* Exercise instructions:
Decide whether each statement agrees with the Porcine article below: (a) P&V is leaving Paddington because its lease ended after five years; (b) Porcine takes full charge of L’Avant Cave from March; (c) P&V plans to concentrate on its Newtown store. Give yes or no for each with the deciding words quoted from the article.

* Source extract:

----

The French technique-focused restaurant will introduce more “knife and fork food” to its spin-off wine bar.
Hatted Paddington restaurant Porcine will fully take reins at L’Avant Cave wine bar in Paddington from January, with P&V Wine + Liquor Merchants – with which it shares the building and courtyard bar – pulling out of the suburb at the end of the year.
“We’re calling last drinks on Oxford Street,” P&V co-owner Mike Bennie says. “This isn’t one of those doom-and-gloom stories. Our lease has come to an end after five years, and we want to refocus on the Newtown store.”
For the past five years, Porcine has served technique-driven French food above P&V. Bennie says the two businesses have had a great relationship as upstairs-downstairs tenants, and the decision earlier this year to entrust the food at P&V’s leafy courtyard bar to Porcine will enable a softer transition for regulars.
“We’re off the sofa and into the bedroom,” Porcine chef and co-owner Nicholas Hill joked in March when the collaboration between the businesses was announced. So with P&V moving out, what can be expected at one of Sydney’s best wine bars now that Porcine is flying solo?

----

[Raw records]
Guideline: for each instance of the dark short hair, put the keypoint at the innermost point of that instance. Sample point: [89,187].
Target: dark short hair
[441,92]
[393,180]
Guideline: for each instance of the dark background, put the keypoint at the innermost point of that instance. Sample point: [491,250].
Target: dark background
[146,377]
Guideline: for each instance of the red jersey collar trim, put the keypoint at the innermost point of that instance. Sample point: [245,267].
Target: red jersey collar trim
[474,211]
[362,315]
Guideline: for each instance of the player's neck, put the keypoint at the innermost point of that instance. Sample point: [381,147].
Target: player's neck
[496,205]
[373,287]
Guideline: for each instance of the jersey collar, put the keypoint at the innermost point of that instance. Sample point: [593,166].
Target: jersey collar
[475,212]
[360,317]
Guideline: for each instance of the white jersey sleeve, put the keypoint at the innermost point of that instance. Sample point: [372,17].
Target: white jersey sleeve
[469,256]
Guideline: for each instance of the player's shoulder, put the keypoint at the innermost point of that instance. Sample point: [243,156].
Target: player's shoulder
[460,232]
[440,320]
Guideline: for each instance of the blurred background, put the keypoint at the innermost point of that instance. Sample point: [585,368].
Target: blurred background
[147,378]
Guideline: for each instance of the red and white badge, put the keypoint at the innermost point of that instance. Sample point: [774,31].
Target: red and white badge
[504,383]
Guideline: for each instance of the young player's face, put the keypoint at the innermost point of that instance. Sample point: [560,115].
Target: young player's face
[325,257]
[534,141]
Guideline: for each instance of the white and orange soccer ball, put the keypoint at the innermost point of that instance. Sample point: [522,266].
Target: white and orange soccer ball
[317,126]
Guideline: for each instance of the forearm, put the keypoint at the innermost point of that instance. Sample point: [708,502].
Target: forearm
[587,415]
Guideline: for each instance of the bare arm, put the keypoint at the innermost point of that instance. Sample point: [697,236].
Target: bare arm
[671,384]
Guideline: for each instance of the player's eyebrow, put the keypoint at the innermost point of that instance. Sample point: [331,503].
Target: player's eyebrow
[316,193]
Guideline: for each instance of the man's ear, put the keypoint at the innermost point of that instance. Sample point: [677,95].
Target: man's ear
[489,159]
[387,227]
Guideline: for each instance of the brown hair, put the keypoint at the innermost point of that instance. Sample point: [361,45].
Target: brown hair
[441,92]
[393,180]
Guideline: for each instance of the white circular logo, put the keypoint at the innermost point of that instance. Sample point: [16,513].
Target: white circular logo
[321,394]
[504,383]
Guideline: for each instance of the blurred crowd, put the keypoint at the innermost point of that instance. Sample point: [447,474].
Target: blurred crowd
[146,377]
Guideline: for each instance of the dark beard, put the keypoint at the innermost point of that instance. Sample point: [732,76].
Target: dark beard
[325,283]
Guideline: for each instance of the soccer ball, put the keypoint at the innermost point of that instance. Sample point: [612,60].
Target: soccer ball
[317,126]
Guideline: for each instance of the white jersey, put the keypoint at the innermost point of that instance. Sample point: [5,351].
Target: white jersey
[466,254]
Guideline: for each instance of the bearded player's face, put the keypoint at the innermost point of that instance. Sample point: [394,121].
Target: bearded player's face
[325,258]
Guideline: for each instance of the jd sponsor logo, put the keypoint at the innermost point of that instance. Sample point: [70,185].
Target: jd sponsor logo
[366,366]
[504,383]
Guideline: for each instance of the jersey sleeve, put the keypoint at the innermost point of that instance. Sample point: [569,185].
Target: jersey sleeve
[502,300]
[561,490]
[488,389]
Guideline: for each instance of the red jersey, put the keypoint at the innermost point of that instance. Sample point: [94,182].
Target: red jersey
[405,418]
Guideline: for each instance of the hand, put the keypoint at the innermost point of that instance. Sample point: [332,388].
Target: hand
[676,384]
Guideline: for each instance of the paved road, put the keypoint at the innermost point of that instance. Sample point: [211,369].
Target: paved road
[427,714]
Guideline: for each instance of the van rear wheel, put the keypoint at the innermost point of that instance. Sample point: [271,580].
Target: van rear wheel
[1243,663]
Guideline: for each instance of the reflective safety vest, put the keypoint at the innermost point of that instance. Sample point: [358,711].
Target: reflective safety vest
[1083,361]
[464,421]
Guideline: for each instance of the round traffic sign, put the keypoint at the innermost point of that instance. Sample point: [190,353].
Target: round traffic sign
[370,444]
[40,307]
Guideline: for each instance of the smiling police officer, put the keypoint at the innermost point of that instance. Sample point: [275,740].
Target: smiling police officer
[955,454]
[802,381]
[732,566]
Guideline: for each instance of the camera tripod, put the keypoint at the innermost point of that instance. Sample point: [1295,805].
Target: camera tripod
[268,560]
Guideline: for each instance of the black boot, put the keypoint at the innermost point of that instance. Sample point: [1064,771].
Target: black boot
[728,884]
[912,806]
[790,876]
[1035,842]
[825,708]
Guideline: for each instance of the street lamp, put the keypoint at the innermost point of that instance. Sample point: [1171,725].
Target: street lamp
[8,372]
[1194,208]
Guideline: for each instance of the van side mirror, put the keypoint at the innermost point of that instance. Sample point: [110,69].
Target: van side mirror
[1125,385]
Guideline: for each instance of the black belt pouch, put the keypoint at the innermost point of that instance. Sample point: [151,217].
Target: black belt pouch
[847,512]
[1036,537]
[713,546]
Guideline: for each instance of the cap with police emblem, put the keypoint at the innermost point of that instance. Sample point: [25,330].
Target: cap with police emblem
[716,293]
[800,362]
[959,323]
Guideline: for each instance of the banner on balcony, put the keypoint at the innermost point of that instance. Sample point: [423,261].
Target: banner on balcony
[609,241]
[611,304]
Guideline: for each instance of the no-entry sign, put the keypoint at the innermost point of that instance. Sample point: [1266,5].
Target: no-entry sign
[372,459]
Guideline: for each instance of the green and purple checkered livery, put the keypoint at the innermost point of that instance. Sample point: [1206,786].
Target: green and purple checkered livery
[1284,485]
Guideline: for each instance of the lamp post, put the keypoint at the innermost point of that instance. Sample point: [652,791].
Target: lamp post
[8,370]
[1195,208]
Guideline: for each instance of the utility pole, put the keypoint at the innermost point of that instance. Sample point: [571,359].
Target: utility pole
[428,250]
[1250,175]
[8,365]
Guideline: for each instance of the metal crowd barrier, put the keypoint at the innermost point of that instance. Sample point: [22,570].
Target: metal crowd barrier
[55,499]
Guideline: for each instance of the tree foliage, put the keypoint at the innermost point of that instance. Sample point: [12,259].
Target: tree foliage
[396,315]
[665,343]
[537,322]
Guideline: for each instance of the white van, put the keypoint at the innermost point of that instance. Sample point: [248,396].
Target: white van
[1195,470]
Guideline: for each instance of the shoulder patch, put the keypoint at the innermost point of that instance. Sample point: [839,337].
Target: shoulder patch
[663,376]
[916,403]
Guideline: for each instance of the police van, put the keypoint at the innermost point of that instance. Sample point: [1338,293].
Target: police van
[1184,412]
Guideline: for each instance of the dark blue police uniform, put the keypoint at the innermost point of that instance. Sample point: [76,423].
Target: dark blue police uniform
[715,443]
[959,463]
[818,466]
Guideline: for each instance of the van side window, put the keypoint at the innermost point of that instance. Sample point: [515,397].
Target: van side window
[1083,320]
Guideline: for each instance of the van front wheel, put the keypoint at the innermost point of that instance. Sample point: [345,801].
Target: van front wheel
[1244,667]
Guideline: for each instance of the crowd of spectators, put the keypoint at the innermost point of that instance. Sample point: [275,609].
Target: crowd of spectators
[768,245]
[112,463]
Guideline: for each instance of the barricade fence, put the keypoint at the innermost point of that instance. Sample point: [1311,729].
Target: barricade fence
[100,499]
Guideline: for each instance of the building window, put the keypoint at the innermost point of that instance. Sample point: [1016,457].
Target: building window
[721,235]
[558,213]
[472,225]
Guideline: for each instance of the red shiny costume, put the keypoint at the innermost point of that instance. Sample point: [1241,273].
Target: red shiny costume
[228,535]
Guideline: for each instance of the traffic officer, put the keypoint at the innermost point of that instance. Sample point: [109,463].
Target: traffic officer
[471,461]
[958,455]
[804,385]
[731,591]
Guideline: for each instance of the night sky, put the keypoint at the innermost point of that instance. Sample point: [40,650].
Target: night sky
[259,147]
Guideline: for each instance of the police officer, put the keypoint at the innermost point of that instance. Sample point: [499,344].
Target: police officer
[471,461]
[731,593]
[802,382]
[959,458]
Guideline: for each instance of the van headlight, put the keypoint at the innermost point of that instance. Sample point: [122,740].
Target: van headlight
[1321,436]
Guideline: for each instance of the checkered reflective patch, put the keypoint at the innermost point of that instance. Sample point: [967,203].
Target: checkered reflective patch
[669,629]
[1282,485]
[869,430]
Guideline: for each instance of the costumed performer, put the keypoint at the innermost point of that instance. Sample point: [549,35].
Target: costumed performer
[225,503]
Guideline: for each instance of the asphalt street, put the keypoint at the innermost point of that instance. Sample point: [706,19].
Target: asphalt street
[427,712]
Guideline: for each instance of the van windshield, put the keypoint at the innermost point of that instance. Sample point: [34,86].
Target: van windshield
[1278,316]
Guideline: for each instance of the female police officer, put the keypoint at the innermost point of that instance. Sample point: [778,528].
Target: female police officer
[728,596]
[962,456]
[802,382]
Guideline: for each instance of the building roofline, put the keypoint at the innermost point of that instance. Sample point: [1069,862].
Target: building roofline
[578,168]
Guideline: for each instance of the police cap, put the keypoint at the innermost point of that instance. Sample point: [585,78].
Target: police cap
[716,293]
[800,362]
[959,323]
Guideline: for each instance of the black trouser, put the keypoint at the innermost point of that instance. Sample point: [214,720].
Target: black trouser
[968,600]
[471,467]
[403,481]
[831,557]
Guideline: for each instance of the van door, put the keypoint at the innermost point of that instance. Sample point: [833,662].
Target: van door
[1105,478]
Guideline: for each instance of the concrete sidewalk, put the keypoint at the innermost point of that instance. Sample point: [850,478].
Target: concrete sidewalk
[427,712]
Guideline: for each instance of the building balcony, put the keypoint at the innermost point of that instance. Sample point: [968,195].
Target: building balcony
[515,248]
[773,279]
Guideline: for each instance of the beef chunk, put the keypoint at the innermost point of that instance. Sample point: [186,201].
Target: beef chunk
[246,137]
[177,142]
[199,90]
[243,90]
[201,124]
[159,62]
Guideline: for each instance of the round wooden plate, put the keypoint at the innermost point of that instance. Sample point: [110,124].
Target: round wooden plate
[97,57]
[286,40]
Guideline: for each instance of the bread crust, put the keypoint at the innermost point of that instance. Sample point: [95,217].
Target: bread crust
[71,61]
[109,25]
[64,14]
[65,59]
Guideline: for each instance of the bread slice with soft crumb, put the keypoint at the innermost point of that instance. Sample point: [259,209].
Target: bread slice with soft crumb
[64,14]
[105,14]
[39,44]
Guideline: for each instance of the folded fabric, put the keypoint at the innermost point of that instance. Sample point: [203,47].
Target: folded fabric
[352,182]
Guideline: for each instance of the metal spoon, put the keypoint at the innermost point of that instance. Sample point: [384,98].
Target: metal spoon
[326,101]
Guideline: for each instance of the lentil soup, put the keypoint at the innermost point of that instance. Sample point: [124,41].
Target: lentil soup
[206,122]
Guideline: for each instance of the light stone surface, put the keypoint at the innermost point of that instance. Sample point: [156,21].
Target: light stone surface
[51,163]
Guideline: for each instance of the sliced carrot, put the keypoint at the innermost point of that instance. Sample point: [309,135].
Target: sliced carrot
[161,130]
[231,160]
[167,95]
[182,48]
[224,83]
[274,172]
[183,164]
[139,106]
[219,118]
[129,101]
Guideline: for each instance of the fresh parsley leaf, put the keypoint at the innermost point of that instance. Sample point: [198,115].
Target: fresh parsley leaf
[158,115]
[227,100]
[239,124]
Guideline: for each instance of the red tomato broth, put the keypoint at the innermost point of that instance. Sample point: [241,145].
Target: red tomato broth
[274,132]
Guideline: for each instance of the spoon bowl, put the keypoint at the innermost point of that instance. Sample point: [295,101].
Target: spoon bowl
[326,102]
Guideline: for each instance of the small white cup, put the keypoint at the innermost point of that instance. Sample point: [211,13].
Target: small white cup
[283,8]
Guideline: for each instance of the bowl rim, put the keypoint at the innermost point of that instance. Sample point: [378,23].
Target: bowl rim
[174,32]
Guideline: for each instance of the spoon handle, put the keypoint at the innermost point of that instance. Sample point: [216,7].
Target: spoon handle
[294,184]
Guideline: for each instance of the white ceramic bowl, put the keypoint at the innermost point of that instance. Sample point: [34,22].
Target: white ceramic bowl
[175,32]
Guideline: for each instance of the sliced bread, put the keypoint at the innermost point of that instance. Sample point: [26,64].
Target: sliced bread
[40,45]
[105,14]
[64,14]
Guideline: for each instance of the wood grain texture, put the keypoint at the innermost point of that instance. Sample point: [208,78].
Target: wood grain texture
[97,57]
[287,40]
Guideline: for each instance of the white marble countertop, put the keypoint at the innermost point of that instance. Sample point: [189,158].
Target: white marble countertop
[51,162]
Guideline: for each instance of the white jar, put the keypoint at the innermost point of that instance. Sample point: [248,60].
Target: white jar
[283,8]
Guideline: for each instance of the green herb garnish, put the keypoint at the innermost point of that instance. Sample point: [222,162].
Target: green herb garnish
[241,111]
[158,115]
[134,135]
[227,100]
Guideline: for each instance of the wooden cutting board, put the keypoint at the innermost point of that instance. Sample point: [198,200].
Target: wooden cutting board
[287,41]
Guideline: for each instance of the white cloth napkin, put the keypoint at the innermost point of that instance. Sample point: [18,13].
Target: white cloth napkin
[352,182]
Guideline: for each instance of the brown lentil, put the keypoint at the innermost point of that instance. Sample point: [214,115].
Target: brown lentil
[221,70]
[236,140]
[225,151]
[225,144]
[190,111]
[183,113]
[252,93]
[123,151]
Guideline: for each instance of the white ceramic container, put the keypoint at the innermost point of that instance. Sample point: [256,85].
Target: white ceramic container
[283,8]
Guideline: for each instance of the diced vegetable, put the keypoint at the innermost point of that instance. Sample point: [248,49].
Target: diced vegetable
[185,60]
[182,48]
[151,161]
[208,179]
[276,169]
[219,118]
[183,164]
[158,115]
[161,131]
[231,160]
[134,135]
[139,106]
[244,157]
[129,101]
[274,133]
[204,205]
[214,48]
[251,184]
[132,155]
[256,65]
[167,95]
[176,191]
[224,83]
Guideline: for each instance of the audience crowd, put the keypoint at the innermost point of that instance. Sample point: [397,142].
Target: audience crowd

----

* Complete response:
(a) Yes: "Our lease has come to an end after five years"
(b) No: "from January"
(c) Yes: "we want to refocus on the Newtown store"